• [YOUR ASSIGNMENT]:
From the entries that follow, list every line in which the string "arch" appears.

• [RECORDS PROVIDED]:

***

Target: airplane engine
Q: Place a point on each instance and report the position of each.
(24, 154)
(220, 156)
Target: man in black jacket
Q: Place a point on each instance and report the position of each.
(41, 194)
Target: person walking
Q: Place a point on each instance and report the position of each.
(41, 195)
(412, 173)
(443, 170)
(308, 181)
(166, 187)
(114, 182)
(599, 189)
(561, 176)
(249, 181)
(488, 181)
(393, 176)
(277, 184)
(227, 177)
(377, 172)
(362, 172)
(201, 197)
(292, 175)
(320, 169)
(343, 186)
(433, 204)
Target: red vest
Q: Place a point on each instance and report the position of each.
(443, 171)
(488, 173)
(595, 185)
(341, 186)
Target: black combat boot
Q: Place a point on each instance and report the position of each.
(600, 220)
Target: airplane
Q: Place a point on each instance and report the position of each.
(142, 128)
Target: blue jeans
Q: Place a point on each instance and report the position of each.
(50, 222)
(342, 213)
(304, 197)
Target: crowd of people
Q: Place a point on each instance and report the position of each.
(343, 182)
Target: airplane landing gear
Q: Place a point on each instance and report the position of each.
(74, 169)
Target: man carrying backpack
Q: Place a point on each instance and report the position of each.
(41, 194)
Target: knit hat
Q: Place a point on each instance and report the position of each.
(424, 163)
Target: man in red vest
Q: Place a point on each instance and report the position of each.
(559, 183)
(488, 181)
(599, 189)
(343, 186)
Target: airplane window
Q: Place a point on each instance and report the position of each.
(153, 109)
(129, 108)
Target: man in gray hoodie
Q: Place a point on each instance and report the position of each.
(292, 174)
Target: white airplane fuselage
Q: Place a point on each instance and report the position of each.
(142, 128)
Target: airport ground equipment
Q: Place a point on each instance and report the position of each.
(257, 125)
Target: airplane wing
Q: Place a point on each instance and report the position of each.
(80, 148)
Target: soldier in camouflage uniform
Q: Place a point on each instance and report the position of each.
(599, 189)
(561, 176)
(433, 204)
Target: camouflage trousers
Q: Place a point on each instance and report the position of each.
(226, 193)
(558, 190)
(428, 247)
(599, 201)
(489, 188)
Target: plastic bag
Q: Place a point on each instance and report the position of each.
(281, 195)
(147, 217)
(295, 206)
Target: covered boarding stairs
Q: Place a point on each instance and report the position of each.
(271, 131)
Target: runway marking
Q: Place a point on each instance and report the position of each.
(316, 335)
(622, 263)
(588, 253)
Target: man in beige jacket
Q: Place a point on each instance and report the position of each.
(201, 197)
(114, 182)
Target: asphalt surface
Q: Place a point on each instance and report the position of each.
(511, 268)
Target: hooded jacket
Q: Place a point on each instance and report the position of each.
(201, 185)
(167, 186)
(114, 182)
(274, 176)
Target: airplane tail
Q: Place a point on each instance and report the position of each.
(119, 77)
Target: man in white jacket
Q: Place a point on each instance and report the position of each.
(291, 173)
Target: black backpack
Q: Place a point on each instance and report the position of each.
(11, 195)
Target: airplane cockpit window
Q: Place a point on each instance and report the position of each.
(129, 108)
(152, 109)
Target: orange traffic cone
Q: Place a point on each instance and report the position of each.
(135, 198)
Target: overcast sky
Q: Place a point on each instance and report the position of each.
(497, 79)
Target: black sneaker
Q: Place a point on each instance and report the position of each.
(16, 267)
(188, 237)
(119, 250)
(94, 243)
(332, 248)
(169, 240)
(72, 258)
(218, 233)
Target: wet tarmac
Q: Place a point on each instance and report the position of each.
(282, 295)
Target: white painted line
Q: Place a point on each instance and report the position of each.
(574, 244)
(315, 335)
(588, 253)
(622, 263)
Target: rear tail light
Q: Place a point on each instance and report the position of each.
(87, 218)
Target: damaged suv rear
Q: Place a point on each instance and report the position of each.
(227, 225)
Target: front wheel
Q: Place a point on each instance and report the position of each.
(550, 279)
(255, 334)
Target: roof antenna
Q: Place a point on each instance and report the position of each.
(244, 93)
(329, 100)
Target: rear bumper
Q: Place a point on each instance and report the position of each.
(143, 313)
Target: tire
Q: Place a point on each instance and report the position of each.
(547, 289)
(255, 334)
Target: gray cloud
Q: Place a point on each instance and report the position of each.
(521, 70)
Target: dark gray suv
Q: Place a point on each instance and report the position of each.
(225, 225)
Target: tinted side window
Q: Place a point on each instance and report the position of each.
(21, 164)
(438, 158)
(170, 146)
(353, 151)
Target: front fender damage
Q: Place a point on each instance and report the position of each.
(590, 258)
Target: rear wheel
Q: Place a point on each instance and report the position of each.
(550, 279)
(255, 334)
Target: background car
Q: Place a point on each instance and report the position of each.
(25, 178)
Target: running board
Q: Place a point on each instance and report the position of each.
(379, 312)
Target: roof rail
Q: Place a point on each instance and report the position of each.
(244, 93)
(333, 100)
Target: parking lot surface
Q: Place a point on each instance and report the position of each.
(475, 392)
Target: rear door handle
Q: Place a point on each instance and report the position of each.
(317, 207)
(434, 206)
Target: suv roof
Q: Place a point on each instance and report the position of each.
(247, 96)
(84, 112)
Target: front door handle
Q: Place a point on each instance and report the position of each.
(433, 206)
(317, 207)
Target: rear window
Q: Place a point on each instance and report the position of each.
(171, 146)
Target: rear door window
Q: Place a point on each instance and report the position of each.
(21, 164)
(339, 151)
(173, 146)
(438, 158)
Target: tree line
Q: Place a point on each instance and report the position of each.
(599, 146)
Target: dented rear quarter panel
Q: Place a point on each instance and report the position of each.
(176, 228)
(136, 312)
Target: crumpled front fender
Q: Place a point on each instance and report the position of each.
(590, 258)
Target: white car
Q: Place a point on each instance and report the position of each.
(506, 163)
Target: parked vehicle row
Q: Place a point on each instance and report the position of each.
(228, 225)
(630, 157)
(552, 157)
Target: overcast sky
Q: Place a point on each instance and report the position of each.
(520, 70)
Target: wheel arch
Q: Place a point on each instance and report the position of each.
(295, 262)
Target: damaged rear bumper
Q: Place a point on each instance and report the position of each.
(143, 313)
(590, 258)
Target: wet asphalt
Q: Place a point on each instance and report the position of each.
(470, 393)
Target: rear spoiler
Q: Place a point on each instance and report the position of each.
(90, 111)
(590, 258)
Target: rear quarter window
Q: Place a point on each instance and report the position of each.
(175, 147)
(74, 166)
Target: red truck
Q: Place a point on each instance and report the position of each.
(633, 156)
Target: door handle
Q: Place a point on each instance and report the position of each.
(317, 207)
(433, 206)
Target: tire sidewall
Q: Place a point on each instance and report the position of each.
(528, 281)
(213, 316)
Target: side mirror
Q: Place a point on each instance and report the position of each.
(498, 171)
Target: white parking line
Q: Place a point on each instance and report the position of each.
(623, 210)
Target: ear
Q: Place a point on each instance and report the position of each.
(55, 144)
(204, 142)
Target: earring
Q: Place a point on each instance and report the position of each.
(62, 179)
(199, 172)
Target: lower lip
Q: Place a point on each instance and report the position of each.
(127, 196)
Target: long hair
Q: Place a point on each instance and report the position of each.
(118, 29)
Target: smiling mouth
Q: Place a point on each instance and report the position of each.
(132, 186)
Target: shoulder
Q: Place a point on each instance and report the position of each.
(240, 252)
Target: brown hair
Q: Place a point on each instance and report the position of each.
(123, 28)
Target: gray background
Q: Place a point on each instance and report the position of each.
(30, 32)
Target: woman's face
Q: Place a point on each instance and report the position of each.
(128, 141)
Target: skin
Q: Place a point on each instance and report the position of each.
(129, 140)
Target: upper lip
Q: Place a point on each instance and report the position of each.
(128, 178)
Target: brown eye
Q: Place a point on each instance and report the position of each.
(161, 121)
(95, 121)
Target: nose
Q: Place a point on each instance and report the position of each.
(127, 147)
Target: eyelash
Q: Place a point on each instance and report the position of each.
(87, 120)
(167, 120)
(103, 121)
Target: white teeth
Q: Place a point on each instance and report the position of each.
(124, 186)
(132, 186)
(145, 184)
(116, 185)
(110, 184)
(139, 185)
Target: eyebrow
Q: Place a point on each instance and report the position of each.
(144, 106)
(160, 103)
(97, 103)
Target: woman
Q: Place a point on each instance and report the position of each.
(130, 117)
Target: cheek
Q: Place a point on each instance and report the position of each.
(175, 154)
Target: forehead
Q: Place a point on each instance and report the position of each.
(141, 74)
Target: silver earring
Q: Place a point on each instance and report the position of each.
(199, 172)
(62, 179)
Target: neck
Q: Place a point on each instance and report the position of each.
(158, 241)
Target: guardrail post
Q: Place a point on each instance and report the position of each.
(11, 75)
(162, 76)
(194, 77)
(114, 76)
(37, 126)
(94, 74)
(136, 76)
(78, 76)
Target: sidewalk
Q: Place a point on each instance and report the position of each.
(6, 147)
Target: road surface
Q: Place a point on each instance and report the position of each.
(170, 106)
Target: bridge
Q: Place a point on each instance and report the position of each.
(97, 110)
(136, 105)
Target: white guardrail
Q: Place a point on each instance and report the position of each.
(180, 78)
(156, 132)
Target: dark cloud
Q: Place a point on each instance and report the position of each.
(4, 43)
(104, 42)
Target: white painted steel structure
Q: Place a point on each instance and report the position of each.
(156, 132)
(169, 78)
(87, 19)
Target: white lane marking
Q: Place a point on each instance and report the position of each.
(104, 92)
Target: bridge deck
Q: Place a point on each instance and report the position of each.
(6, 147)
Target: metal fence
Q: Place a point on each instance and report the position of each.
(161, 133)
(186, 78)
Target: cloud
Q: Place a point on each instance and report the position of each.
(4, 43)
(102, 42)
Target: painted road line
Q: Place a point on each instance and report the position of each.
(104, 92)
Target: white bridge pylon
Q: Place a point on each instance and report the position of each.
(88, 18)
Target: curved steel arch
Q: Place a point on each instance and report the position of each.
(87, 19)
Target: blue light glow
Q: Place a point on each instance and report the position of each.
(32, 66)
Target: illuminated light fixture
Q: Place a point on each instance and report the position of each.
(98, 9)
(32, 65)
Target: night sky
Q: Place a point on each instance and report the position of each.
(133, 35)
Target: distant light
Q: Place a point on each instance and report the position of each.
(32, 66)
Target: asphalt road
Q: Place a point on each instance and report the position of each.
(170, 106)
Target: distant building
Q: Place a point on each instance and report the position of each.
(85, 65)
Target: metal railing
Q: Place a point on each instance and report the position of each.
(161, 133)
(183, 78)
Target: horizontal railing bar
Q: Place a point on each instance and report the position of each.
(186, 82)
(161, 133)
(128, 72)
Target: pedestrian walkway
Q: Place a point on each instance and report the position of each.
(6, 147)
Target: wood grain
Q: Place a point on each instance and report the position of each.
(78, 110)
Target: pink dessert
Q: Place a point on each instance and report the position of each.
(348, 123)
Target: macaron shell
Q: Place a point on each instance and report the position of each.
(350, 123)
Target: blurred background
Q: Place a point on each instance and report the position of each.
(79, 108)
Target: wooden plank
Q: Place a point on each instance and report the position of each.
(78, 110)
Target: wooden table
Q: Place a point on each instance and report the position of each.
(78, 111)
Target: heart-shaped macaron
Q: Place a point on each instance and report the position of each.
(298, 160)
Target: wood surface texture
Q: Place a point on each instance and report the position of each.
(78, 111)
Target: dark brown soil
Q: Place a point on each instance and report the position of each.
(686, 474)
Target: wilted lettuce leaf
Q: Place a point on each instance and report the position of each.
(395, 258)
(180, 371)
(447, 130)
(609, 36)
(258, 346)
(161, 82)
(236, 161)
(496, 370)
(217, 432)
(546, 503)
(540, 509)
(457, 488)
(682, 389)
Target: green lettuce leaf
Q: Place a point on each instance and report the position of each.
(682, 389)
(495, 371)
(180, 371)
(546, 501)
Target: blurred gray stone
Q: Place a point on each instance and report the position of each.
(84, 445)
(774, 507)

***

• [RESPONSE BELOW]:
Target: wheel arch
Target: curved steel arch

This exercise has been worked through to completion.